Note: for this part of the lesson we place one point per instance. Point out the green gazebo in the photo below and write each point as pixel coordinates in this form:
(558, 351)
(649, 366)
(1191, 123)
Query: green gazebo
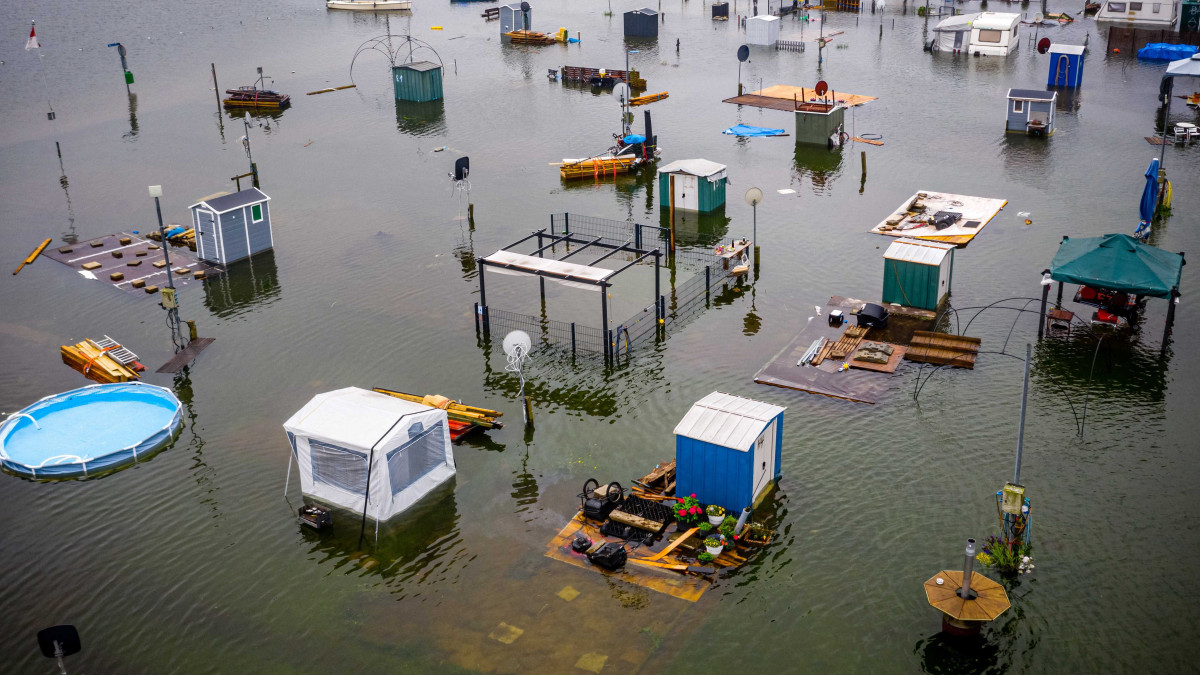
(1119, 263)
★ ★ ★ ★ ★ ★ ★
» **TASK BRIEF**
Retype the data above as given, letting no picture into the copy.

» **RESULT**
Note: for this part of the lesson we place one point per instance. Point out the green gazebo in the photo below and write each point as pixel coordinates in this form:
(558, 351)
(649, 366)
(1191, 123)
Query: green gazebo
(1119, 263)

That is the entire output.